┌────────
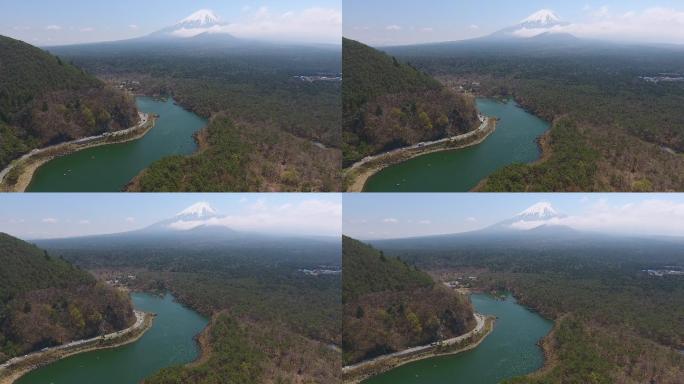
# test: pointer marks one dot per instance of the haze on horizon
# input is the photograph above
(44, 216)
(405, 22)
(397, 215)
(45, 23)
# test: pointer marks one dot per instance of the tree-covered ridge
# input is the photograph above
(388, 104)
(289, 317)
(619, 115)
(614, 322)
(369, 73)
(290, 124)
(253, 157)
(367, 270)
(46, 301)
(234, 358)
(390, 306)
(44, 100)
(571, 166)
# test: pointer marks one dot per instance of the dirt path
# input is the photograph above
(16, 367)
(358, 372)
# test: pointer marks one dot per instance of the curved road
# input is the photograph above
(480, 319)
(139, 320)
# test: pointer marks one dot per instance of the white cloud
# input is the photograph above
(656, 24)
(653, 217)
(601, 12)
(303, 218)
(311, 24)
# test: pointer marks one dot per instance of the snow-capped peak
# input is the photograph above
(543, 17)
(540, 210)
(201, 17)
(199, 210)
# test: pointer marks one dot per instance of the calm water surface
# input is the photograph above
(108, 168)
(514, 141)
(510, 350)
(169, 342)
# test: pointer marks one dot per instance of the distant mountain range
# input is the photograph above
(543, 32)
(197, 227)
(202, 32)
(538, 227)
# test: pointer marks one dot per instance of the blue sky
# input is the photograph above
(388, 22)
(33, 216)
(396, 215)
(47, 22)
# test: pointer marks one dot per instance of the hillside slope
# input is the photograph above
(389, 305)
(44, 101)
(46, 301)
(388, 104)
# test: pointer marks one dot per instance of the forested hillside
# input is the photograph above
(388, 104)
(626, 130)
(271, 322)
(272, 130)
(252, 157)
(389, 305)
(615, 323)
(45, 100)
(46, 301)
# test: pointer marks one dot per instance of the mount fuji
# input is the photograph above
(543, 24)
(201, 25)
(540, 217)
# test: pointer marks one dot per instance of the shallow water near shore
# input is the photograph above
(510, 350)
(514, 141)
(108, 168)
(169, 342)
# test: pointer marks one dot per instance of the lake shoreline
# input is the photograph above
(544, 144)
(30, 163)
(358, 375)
(356, 176)
(12, 374)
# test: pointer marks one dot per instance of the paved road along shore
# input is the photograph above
(480, 319)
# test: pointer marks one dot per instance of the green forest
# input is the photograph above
(389, 305)
(46, 100)
(625, 128)
(270, 321)
(614, 323)
(252, 157)
(387, 104)
(46, 301)
(284, 130)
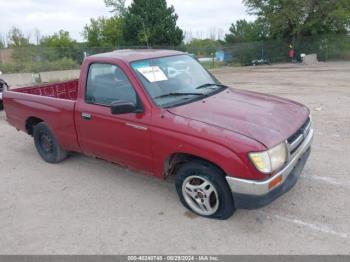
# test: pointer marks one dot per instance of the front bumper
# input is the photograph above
(250, 194)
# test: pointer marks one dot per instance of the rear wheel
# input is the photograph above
(47, 145)
(202, 188)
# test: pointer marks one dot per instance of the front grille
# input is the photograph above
(298, 137)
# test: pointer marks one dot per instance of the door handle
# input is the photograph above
(86, 116)
(137, 127)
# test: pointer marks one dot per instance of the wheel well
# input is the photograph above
(31, 123)
(174, 161)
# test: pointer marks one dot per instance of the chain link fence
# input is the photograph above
(36, 59)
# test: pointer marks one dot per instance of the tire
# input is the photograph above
(202, 188)
(46, 144)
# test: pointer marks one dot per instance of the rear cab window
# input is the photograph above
(107, 83)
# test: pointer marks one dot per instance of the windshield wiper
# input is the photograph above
(209, 85)
(180, 94)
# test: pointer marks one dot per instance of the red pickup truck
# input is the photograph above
(160, 112)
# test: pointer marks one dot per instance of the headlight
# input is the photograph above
(270, 160)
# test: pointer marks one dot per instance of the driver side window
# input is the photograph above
(107, 83)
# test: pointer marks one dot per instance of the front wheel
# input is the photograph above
(47, 145)
(202, 188)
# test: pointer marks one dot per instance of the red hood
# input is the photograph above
(267, 119)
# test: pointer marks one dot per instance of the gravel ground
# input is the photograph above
(88, 206)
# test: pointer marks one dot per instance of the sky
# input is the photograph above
(199, 18)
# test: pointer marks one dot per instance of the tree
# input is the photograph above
(296, 18)
(104, 32)
(243, 31)
(206, 47)
(17, 39)
(151, 23)
(59, 45)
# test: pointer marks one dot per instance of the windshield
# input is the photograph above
(175, 80)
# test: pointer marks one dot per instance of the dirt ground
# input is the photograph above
(88, 206)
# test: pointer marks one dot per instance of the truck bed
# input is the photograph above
(65, 90)
(52, 103)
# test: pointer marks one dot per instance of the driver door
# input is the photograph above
(123, 139)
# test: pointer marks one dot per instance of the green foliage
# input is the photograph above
(59, 45)
(151, 23)
(34, 67)
(296, 18)
(243, 31)
(17, 39)
(104, 32)
(206, 47)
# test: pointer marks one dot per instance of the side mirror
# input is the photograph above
(123, 107)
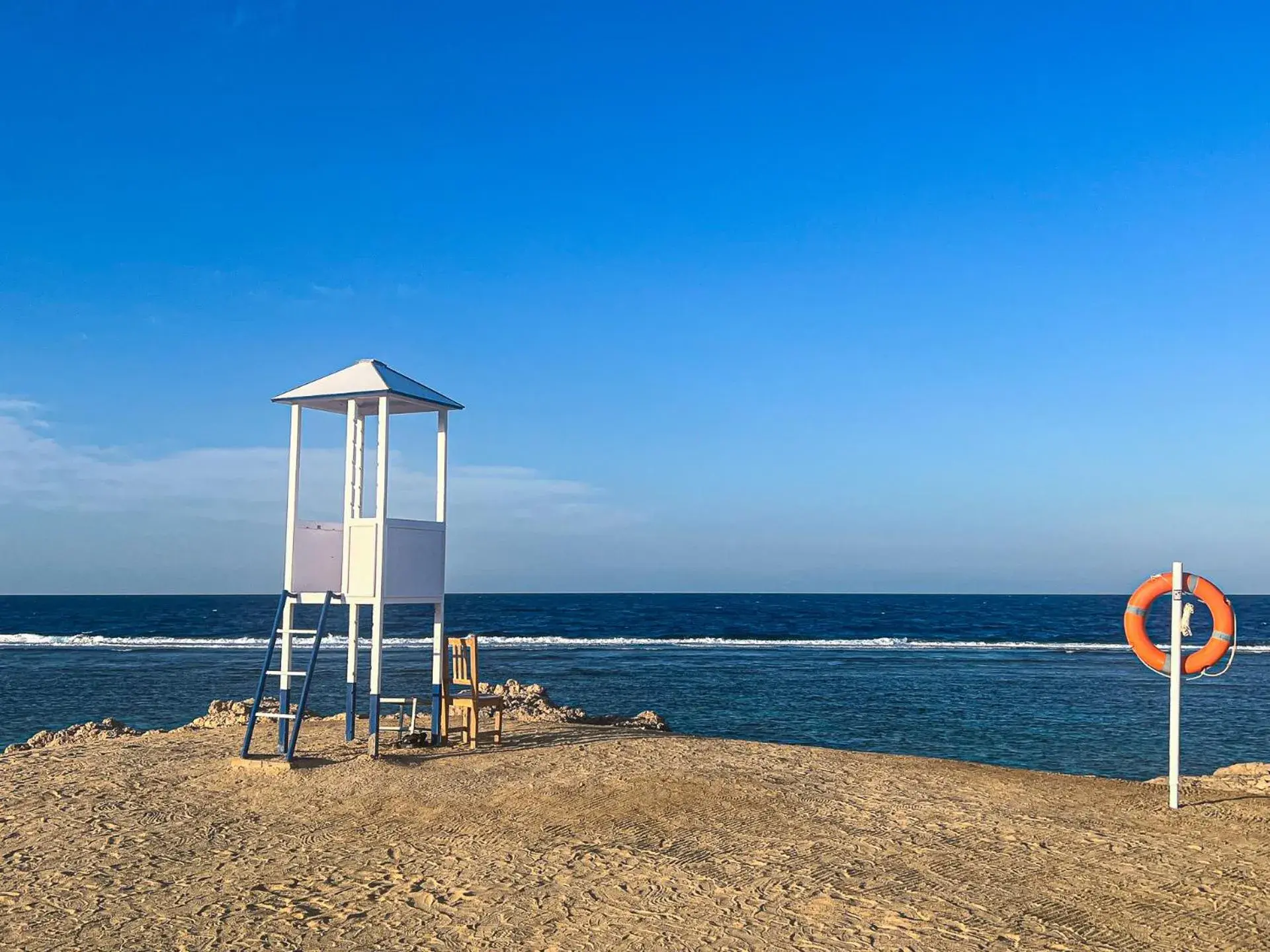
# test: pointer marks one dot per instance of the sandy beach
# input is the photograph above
(606, 838)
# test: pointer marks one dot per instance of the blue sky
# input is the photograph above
(832, 298)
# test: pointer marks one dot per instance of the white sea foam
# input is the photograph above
(554, 641)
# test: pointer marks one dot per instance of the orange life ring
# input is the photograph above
(1208, 593)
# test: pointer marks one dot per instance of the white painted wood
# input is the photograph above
(443, 466)
(376, 651)
(439, 653)
(359, 466)
(292, 494)
(319, 557)
(355, 623)
(414, 559)
(381, 461)
(1175, 688)
(381, 510)
(364, 557)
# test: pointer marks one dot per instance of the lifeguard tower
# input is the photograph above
(364, 560)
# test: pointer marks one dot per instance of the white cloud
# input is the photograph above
(249, 484)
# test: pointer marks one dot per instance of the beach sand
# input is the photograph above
(600, 838)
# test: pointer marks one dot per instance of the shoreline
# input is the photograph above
(578, 837)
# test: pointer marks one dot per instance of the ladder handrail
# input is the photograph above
(309, 676)
(265, 673)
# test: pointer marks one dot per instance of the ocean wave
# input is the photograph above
(556, 641)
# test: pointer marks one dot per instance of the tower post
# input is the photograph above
(381, 527)
(353, 434)
(365, 560)
(439, 612)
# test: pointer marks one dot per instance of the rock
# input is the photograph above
(650, 721)
(1254, 768)
(75, 734)
(230, 714)
(531, 703)
(1253, 776)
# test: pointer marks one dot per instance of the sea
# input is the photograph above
(1042, 682)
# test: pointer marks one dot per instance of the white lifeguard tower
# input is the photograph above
(364, 560)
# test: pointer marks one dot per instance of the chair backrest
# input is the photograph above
(462, 663)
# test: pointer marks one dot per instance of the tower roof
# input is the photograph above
(367, 380)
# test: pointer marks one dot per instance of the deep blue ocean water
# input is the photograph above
(1043, 682)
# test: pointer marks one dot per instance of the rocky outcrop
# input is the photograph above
(230, 714)
(75, 734)
(1249, 777)
(530, 703)
(523, 702)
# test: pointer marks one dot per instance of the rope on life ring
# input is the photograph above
(1197, 662)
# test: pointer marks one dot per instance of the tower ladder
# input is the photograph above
(285, 715)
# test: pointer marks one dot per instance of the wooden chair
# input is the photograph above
(465, 674)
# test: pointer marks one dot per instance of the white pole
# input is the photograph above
(351, 489)
(381, 512)
(439, 619)
(1175, 688)
(359, 465)
(443, 470)
(288, 611)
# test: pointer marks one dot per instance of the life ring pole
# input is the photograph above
(1175, 688)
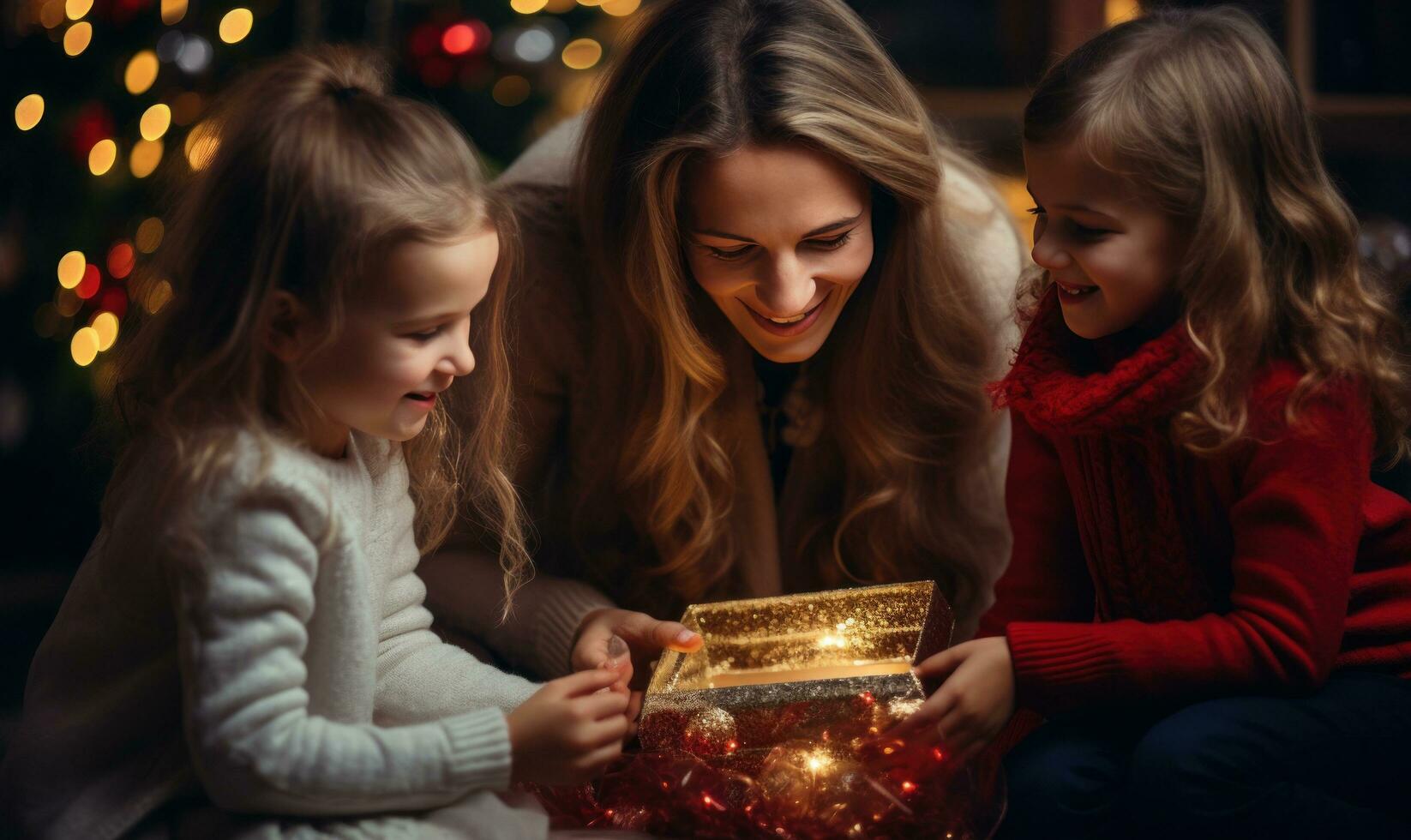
└────────
◆ What to produce
Count how many of the lines above contain the word "shoreline", matching case exactly, and reply with only that number.

◆ Expected output
2